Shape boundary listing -
——

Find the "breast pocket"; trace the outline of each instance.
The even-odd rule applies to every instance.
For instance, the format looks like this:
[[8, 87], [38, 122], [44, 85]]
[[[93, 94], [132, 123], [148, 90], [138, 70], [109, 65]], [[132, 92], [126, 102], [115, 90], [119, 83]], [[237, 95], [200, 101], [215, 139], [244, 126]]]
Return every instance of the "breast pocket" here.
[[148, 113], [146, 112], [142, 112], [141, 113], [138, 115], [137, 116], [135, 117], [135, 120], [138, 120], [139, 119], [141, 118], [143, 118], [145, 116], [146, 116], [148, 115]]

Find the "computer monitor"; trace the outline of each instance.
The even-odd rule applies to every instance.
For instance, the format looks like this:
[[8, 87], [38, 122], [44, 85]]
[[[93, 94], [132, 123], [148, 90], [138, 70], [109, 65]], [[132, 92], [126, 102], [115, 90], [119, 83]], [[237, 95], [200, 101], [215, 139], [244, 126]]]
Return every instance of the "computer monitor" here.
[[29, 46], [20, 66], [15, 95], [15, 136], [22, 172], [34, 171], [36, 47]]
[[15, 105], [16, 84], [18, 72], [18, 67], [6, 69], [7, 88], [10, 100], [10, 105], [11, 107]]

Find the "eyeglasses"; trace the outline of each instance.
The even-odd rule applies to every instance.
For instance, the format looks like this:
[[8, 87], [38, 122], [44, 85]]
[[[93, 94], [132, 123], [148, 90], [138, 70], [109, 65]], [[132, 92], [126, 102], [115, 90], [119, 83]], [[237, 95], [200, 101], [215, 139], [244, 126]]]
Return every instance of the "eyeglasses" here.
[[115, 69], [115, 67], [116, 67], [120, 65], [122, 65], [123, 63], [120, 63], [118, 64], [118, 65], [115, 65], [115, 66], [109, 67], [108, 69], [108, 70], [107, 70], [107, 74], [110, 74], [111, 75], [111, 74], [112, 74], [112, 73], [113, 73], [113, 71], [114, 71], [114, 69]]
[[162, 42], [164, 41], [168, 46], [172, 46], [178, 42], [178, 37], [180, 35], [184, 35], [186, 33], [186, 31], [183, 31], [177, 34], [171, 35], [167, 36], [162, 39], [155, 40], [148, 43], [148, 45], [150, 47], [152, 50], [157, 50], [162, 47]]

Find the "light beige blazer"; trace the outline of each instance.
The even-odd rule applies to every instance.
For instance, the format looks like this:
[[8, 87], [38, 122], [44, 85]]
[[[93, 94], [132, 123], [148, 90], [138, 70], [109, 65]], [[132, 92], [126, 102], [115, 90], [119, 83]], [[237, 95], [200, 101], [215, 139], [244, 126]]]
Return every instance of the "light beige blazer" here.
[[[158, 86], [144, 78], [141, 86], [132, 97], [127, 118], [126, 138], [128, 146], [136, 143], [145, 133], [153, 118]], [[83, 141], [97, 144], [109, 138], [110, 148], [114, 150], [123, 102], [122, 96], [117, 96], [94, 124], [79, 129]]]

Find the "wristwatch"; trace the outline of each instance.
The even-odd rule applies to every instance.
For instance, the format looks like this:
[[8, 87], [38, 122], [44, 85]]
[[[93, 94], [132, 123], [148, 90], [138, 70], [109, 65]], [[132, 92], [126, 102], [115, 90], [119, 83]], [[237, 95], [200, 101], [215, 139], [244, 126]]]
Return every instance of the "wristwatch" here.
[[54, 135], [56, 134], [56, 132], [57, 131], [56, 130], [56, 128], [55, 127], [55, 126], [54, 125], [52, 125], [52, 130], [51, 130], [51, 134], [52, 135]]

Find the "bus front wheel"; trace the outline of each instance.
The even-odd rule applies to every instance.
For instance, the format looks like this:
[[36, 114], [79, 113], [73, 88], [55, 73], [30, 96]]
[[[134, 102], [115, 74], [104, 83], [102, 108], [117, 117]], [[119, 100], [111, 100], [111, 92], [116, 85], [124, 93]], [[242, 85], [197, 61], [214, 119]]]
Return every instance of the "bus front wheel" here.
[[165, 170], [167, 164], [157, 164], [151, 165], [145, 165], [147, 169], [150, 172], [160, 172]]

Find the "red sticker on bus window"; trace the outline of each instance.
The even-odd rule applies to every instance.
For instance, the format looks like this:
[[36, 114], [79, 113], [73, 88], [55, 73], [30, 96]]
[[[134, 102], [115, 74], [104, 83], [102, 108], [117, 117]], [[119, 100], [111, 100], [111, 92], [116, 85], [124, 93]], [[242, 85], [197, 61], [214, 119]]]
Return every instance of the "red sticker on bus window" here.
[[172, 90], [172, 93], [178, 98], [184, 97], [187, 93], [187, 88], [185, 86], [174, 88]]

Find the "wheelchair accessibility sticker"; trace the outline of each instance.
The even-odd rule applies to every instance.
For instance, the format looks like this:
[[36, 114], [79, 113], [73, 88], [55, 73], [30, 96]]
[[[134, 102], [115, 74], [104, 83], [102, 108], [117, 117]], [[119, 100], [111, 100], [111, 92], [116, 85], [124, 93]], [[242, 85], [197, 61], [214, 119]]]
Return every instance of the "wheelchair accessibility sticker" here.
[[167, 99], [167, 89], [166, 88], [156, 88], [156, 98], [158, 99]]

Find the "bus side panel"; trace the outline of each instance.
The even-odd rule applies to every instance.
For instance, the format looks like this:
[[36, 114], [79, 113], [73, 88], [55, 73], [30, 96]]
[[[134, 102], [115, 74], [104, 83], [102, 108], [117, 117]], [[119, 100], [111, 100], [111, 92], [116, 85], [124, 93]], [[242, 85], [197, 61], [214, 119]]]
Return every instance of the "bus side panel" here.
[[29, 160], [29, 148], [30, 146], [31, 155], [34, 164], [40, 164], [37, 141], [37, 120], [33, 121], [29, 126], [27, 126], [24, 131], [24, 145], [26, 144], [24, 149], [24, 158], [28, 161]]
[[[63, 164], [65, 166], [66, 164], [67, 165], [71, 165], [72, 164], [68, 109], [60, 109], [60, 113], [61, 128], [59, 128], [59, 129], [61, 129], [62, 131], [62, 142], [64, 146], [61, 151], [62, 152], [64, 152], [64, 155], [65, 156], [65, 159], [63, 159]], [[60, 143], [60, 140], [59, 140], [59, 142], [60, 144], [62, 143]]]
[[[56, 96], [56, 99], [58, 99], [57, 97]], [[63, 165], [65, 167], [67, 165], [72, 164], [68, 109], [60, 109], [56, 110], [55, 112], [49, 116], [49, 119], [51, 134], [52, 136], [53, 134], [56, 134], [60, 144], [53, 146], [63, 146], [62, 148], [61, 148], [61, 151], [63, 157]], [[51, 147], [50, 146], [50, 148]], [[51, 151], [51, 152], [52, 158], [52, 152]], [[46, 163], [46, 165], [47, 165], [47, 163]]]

——

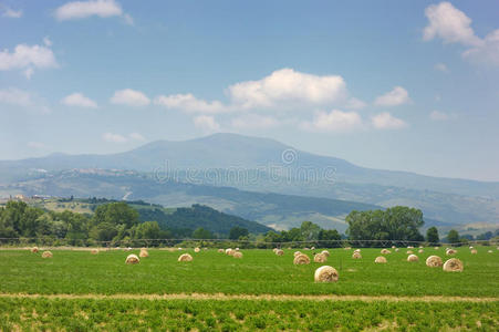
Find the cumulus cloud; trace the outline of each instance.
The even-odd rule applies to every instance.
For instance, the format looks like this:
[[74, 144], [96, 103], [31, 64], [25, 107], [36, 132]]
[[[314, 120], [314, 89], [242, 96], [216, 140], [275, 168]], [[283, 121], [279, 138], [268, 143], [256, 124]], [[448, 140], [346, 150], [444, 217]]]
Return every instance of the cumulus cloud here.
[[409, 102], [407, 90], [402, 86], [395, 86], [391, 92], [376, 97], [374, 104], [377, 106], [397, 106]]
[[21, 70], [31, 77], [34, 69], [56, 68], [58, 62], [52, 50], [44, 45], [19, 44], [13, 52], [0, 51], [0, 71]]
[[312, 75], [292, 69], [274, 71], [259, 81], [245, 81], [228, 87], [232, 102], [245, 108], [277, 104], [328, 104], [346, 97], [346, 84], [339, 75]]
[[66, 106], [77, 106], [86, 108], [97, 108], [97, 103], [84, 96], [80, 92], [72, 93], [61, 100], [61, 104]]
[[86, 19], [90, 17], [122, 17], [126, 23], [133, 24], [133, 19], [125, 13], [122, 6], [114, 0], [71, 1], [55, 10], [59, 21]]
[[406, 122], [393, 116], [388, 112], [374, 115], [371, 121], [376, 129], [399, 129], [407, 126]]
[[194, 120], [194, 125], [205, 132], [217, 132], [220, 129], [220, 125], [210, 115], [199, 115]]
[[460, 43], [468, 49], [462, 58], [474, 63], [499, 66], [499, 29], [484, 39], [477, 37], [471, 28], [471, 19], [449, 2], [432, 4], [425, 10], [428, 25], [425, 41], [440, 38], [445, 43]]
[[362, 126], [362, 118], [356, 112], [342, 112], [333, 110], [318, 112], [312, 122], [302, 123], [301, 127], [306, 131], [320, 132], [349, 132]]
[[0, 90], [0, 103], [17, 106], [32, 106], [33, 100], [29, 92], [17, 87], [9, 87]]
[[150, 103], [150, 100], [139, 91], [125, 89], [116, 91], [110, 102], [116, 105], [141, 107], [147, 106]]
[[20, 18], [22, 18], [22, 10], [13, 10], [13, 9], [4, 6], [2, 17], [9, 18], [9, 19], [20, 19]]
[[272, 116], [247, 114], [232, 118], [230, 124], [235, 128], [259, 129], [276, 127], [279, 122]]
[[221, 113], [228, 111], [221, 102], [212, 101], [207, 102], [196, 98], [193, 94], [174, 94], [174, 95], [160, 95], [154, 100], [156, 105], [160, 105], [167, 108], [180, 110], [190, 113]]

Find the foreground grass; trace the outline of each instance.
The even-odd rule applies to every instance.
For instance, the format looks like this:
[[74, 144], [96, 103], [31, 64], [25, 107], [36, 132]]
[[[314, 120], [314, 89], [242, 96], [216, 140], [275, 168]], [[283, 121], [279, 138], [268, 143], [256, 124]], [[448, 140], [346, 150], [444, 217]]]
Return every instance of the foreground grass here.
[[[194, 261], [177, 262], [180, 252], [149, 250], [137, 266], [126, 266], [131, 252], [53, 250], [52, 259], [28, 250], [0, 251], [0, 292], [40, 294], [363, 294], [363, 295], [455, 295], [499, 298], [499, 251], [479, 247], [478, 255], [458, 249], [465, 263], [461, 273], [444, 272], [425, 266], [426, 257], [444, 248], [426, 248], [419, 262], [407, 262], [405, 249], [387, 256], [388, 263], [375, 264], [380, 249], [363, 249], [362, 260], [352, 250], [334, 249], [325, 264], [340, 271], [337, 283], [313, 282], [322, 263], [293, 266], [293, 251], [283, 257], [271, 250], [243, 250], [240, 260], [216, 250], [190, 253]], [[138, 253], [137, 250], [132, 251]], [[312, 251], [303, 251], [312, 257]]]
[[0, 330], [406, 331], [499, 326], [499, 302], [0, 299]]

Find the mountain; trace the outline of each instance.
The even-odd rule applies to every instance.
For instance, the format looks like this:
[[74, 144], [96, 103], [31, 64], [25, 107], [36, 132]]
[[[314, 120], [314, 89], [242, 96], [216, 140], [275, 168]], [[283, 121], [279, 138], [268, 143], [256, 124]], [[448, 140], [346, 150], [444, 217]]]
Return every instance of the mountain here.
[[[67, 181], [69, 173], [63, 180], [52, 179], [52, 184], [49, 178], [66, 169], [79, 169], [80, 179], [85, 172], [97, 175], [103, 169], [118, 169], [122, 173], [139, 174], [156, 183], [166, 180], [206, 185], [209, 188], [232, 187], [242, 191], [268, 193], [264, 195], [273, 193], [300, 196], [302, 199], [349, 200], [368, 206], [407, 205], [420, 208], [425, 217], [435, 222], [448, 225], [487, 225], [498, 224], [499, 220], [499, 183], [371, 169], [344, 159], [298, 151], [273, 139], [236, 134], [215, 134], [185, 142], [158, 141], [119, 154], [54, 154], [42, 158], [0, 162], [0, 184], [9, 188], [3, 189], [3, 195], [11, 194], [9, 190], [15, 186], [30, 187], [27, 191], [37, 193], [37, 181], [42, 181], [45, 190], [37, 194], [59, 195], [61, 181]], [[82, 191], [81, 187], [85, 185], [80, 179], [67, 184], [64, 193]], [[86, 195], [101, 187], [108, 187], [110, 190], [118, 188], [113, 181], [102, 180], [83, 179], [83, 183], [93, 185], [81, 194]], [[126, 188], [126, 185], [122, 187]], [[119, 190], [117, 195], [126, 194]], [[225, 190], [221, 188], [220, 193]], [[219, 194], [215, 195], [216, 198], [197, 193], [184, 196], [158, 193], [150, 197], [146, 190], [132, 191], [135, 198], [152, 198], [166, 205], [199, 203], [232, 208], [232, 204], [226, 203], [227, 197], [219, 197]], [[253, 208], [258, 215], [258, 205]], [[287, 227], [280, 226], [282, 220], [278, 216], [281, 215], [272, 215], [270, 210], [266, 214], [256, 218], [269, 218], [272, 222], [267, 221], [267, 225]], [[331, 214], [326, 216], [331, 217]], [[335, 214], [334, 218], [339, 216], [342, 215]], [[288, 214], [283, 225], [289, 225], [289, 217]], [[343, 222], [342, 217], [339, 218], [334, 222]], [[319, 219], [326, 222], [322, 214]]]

——

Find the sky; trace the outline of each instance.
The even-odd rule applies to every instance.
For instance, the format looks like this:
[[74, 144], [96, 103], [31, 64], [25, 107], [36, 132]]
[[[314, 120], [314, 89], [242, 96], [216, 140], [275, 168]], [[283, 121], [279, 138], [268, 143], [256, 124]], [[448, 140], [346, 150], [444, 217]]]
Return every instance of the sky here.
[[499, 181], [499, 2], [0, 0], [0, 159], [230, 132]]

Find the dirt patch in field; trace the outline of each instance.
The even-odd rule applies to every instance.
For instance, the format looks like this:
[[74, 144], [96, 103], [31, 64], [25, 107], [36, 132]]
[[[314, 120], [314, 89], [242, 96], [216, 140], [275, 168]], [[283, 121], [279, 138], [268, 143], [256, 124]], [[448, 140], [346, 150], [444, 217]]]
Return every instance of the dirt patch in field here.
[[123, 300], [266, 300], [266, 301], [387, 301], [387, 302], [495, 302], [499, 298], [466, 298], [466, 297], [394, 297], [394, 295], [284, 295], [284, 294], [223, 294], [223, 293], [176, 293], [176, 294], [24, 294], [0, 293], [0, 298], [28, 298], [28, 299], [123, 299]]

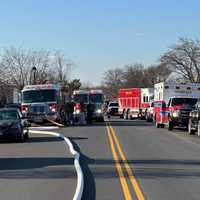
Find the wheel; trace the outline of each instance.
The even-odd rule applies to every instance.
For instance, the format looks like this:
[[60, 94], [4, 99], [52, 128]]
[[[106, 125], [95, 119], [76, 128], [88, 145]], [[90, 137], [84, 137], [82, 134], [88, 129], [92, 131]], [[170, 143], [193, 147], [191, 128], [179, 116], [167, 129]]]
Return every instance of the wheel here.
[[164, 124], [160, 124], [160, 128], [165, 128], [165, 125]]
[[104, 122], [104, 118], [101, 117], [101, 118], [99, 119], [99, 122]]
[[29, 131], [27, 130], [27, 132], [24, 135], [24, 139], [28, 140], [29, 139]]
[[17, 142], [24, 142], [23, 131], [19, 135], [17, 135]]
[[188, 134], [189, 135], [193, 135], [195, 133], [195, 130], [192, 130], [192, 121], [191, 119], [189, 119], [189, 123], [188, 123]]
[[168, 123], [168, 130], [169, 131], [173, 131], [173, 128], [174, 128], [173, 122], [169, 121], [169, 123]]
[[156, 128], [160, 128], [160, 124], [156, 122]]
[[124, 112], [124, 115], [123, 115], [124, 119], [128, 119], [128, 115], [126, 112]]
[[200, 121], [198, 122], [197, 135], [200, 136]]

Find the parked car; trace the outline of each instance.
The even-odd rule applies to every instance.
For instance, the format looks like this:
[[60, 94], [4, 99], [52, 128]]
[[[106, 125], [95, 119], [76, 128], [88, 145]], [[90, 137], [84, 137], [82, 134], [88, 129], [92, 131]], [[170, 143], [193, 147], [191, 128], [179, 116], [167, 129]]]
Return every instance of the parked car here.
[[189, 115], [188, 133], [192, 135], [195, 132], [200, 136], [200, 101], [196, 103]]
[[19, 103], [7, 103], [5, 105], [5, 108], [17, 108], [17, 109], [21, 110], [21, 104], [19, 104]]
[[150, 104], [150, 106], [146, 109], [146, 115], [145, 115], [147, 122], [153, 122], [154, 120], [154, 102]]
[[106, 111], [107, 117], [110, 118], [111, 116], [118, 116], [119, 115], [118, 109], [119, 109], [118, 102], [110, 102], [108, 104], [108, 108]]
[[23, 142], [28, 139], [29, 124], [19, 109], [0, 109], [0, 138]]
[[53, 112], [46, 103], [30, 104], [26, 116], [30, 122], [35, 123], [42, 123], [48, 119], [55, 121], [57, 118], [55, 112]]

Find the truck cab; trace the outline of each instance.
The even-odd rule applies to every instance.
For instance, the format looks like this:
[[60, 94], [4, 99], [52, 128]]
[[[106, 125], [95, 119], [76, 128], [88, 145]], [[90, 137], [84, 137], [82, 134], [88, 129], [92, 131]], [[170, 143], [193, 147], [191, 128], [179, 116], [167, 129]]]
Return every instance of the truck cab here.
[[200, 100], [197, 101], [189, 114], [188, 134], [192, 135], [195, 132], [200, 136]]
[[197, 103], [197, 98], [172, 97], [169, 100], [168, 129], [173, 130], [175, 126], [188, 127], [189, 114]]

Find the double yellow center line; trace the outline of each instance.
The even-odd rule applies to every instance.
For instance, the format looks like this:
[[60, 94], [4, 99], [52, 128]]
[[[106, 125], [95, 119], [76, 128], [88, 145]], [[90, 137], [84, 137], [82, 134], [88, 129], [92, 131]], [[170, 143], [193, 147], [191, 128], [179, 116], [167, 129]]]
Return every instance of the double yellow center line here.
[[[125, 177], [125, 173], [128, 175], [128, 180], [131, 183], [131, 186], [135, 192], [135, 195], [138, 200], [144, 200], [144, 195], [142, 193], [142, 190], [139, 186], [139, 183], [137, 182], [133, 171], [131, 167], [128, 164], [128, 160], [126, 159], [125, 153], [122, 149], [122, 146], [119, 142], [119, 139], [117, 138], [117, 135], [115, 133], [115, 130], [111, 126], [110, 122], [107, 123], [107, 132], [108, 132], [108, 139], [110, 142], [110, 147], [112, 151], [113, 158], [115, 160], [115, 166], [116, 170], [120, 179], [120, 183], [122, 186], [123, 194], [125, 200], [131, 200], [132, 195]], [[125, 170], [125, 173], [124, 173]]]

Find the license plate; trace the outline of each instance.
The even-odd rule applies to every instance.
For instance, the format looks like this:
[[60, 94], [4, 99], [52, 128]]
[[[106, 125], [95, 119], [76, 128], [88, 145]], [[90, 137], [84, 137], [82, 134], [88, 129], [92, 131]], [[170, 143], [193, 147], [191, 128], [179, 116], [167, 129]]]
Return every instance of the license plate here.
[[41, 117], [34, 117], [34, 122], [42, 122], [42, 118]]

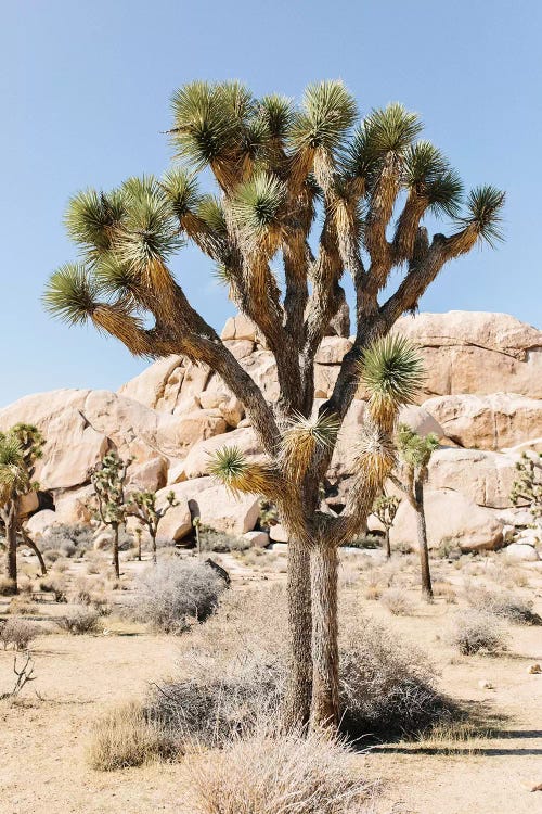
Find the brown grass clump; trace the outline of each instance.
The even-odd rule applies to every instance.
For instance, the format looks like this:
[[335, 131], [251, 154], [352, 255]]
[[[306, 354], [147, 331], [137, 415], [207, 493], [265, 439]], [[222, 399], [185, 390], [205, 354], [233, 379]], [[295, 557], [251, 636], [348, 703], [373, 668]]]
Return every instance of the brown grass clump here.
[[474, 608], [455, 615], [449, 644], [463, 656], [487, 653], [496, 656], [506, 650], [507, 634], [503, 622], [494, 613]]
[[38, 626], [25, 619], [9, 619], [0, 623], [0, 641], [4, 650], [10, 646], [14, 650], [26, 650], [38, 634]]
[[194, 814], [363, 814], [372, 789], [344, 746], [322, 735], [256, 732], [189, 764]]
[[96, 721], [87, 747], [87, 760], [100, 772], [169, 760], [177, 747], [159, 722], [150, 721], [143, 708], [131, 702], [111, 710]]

——

Your task - Copy the lines of the listing above word for word, from the line with "Find the mountain;" to the line with "Return every instance of the mountain here.", including both of those lines.

Answer for this exercise -
Find the mountain; trace the outline of each instance.
The even-odd rule applies to every instance.
For instance, the format looks like this:
[[74, 144], [96, 103], [31, 64], [25, 107], [36, 132]]
[[[314, 120], [314, 89], [242, 96], [216, 140], [275, 168]], [[283, 121], [279, 138], [268, 143], [256, 124]], [[448, 140], [346, 150], [444, 217]]]
Return every instance of the mountain here.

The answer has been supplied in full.